#### BRANO SELEZIONATO ####

Fonte: Elaborazione su dati Istat.
Fonte: Elaborazione su dati Istat.
Fonte: Elaborazione su dati Istat.
La distribuzione per stato civile dei cittadini stranieri non comunitari residenti a Lecce e provincia (Fig. 4) mostra che il 45,06% sono coniugati e, dalla distribuzione per classi di età (Fig. 5), si rileva che la maggior parte ha un’età compresa tra i 25 e i 45 anni.
I nuclei familiari (Fig. 6) sono composti nell’86,45% dei casi da 1-3 componenti e nel 12,74% da 4-6 componenti.
Infine, il numero di figli per nucleo familiare (Fig. 7) è pari ad 1 nel 49,50% dei casi oggetto di indagine.
L’interesse per le caratteristiche familiari e il comportamento riproduttivo mira a valutare quali potrebbero essere le conseguenze di tale presenza sulla dinamica della popolazione del Paese ospitante. Il ruolo della famiglia può apparire duplice nello sviluppo dei processi migratori e nell’inserimento nella società ospite: da una parte può ostacolare la partenza, dall’altra può assumere il ruolo di collegamento nel Paese di destinazione. La presenza dei figli e del coniuge nel Paese di accoglimento contribuisce alla stabilità della permanenza nel Paese ospite.
L’analisi dell’inserimento lavorativo degli immigrati nel Salento è difficile, data la vasta gamma di possibilità lavorative radicate nell’ampio settore sommerso, del tutto sfuggente alle rilevazioni ufficiali.

####

▶ COMPITI:
a – Secondo il brano, quale percentuale dei cittadini stranieri non comunitari residenti a Lecce e provincia è coniugata?
b – Mostra tutte le righe dei record in cui compare la parola "rocky".

#### MATERIALE FORNITO ####

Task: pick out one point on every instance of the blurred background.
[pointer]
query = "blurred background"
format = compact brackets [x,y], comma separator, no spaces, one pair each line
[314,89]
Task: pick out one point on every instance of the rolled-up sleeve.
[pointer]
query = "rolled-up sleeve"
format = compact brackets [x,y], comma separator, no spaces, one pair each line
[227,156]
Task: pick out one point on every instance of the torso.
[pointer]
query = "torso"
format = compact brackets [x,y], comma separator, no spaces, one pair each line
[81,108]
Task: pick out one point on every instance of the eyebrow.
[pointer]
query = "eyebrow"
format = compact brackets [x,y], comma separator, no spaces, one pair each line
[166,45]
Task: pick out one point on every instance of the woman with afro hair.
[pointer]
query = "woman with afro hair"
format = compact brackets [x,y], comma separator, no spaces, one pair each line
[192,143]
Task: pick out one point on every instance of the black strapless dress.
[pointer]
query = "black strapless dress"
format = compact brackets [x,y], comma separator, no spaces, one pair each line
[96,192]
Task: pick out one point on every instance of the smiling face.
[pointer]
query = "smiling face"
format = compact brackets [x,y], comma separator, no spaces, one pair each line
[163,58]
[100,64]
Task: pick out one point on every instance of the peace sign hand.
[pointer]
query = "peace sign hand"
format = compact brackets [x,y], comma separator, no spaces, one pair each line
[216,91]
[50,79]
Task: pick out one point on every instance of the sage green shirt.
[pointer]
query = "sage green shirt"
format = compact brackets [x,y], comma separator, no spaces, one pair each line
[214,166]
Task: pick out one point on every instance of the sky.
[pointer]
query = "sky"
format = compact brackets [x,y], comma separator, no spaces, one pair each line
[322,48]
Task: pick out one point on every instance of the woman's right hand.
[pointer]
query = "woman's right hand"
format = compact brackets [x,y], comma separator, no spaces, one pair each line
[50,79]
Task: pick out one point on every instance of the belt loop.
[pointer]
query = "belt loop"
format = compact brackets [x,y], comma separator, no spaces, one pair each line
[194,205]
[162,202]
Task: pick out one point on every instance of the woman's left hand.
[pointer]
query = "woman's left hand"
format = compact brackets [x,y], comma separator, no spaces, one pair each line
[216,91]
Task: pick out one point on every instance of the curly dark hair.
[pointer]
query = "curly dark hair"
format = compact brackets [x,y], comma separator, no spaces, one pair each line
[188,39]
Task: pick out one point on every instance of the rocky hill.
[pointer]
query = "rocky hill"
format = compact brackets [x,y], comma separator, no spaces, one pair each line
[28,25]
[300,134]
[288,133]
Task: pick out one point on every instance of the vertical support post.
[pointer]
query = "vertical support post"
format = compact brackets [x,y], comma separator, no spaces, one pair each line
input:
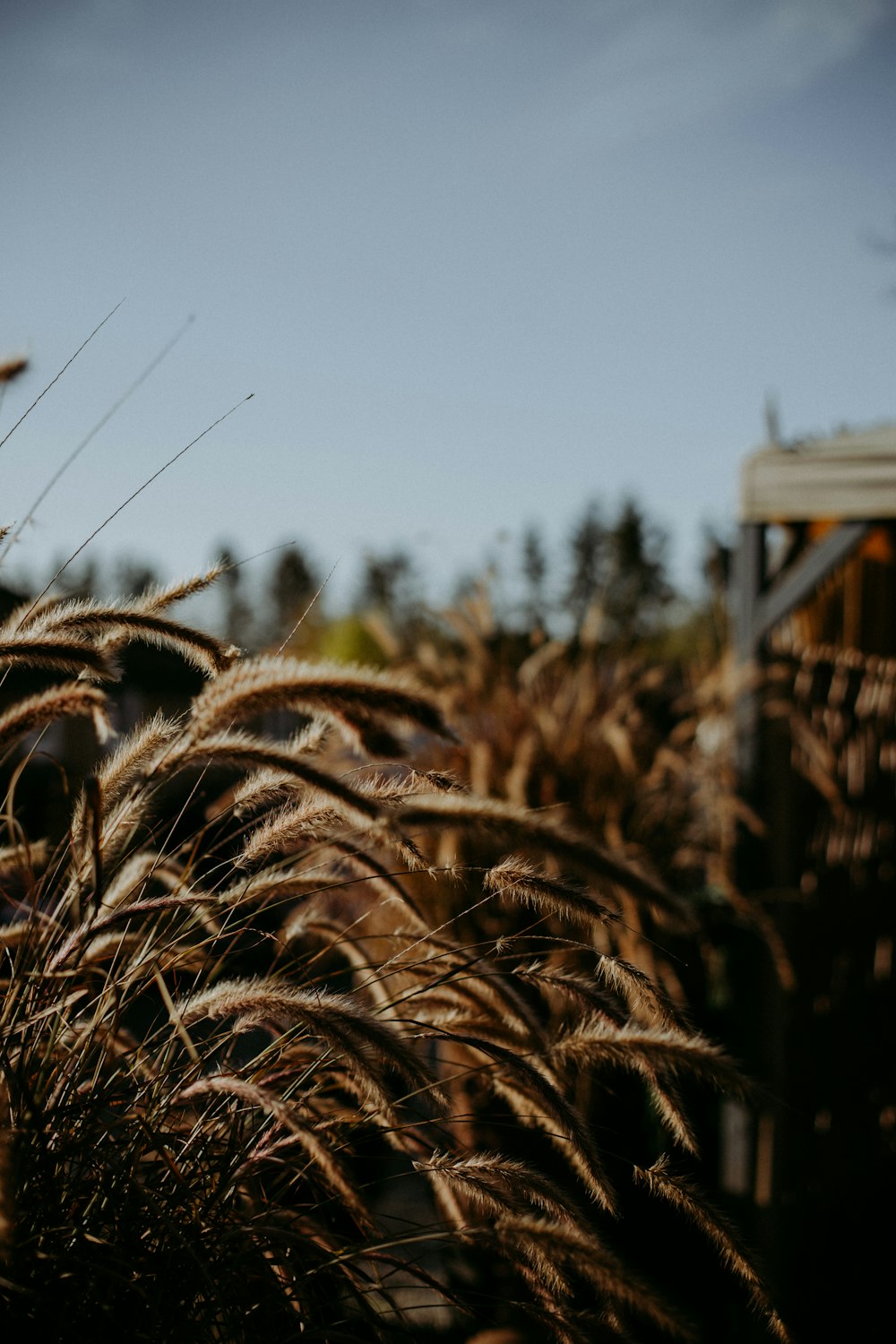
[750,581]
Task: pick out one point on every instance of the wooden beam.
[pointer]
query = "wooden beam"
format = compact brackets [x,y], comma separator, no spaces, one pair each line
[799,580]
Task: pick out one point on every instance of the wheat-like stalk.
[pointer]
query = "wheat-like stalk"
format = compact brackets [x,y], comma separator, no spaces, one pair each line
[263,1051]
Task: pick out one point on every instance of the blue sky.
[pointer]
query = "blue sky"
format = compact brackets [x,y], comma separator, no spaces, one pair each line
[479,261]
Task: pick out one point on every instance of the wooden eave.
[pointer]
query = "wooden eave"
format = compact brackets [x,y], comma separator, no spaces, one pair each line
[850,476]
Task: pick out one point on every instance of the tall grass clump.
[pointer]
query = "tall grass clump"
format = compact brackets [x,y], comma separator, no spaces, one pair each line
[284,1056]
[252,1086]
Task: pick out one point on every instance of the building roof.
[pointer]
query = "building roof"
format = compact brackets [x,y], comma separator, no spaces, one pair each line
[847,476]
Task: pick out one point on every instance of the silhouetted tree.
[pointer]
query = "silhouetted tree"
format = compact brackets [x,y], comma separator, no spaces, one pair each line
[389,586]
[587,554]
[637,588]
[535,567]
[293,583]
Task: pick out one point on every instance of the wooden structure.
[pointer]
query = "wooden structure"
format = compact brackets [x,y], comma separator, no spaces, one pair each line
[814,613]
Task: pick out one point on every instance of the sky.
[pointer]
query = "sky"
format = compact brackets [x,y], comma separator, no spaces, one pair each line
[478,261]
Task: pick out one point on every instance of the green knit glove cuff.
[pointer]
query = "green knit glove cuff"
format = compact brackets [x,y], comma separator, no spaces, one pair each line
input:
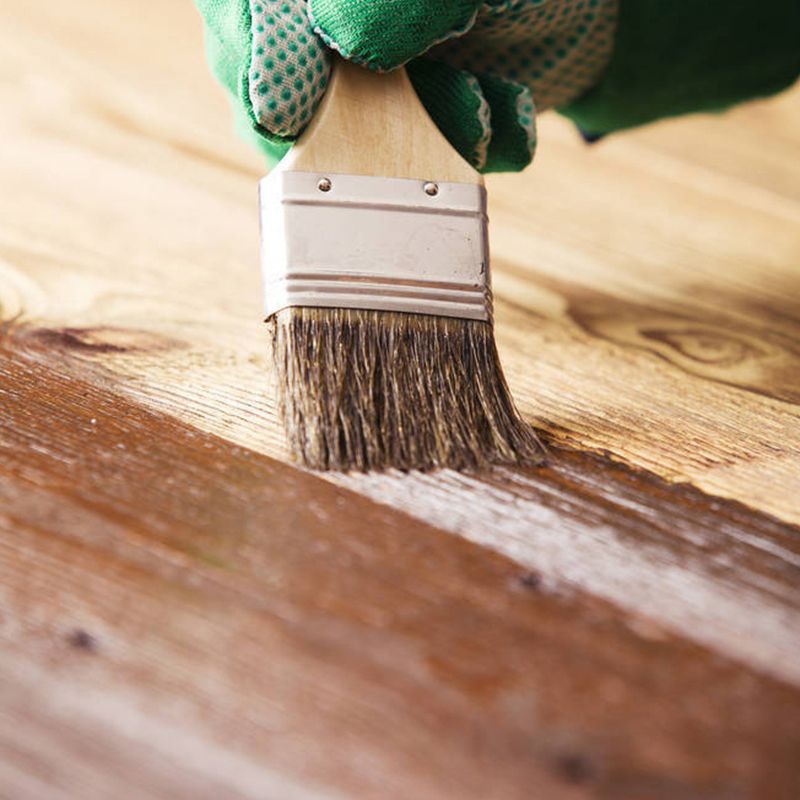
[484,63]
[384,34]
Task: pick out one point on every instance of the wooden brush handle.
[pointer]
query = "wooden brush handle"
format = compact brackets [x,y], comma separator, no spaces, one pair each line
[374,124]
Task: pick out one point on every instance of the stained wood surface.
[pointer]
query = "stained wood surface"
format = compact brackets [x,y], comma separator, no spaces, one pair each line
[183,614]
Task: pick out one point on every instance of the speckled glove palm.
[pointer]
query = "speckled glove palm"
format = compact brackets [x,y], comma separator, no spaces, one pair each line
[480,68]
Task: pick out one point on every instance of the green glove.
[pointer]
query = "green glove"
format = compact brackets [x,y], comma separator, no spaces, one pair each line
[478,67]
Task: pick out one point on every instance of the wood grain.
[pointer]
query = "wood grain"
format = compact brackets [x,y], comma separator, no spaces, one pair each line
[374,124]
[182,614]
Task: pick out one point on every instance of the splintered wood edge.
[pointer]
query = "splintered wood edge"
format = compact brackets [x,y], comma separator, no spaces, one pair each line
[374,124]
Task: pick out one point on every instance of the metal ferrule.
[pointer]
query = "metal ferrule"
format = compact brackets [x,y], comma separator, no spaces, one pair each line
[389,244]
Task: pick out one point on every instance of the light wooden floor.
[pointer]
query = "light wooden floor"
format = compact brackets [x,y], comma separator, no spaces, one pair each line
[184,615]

####
#### MATERIALE FORNITO ####

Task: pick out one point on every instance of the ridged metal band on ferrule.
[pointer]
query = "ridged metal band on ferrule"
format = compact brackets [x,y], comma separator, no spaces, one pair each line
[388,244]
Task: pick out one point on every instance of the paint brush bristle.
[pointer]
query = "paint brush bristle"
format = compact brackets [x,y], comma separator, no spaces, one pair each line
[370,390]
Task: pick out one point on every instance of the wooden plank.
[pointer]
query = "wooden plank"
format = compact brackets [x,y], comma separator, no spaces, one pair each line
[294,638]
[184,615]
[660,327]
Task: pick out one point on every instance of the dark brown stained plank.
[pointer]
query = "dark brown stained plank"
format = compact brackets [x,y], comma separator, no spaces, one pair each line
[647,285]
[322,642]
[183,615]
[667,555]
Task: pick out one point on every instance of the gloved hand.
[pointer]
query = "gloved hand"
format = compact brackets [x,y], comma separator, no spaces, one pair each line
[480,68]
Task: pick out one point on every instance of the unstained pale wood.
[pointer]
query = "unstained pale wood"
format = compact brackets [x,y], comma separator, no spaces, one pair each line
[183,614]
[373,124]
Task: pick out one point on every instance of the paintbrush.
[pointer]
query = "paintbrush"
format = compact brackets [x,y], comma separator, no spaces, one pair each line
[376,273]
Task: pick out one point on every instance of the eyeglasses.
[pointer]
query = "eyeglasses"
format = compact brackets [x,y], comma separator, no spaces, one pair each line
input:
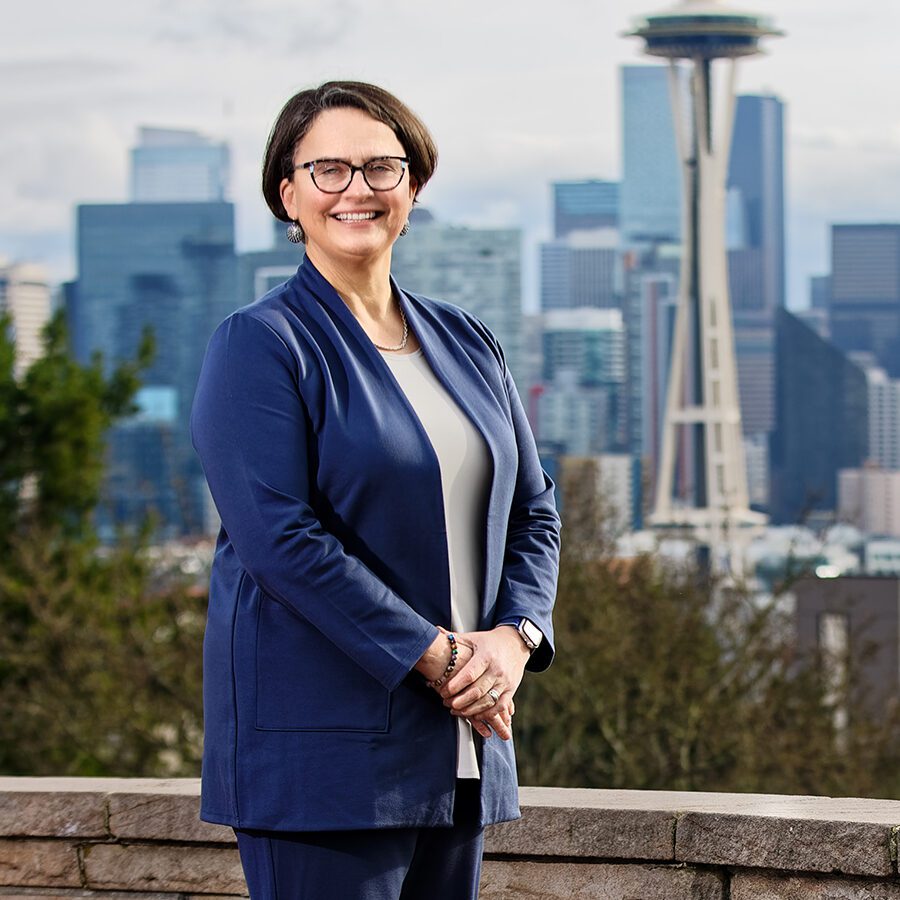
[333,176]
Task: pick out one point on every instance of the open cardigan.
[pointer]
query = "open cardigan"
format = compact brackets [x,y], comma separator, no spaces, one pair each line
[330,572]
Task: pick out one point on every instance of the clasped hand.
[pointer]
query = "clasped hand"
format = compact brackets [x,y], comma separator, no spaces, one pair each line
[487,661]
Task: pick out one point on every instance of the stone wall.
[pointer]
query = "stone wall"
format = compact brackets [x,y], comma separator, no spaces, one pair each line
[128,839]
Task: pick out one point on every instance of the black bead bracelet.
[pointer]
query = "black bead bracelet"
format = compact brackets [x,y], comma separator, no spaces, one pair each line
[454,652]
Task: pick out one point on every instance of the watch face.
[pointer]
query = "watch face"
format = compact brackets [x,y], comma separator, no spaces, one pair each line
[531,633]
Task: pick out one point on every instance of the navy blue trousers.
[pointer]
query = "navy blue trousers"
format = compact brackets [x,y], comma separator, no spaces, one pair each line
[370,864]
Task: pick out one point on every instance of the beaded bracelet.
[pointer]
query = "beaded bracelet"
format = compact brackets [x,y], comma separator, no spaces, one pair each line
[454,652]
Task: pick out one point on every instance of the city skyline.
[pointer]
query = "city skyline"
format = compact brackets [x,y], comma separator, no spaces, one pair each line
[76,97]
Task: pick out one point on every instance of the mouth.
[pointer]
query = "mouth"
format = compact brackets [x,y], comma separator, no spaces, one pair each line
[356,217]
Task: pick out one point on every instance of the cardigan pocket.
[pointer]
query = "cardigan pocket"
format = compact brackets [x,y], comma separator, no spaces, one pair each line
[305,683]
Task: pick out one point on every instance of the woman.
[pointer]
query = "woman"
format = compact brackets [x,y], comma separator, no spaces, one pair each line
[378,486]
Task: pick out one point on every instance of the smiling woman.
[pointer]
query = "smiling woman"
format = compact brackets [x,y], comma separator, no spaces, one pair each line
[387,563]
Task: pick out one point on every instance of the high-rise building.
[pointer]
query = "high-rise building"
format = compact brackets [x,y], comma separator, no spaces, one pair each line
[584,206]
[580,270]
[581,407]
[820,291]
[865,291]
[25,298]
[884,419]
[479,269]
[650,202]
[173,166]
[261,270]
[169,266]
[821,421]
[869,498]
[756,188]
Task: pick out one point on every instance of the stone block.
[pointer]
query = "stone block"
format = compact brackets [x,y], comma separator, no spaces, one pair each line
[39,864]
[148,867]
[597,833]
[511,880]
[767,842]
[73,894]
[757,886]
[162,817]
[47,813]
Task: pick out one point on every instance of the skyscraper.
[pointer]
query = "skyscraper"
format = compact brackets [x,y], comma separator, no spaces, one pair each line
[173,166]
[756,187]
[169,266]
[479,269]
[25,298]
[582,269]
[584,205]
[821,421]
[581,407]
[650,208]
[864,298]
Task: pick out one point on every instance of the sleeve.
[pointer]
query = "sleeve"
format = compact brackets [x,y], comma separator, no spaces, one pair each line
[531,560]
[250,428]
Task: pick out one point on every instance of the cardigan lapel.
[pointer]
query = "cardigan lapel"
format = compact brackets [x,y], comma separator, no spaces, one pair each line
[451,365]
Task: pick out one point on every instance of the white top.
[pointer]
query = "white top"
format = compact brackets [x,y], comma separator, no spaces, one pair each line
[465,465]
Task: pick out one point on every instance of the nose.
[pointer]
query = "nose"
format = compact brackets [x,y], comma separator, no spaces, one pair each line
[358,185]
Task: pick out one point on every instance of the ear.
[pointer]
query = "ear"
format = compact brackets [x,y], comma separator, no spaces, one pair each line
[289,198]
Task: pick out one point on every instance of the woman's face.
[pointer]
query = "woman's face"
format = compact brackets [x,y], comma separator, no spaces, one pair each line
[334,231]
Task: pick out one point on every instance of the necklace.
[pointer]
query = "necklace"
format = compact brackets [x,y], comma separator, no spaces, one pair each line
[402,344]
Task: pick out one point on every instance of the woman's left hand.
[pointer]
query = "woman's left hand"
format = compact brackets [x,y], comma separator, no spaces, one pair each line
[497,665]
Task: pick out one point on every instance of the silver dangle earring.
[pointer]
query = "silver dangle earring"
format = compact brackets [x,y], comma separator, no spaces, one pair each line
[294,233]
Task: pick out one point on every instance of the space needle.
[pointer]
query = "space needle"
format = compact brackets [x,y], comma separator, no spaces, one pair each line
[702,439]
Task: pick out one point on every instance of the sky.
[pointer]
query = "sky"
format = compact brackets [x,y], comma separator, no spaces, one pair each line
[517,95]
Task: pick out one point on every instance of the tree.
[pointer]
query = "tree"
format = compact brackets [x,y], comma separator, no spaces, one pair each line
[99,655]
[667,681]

####

▶ RISPOSTE AI COMPITI:
a – Il 45,06%.

b –
Task: pick out one point on every instance of the rocky hill.
query = "rocky hill"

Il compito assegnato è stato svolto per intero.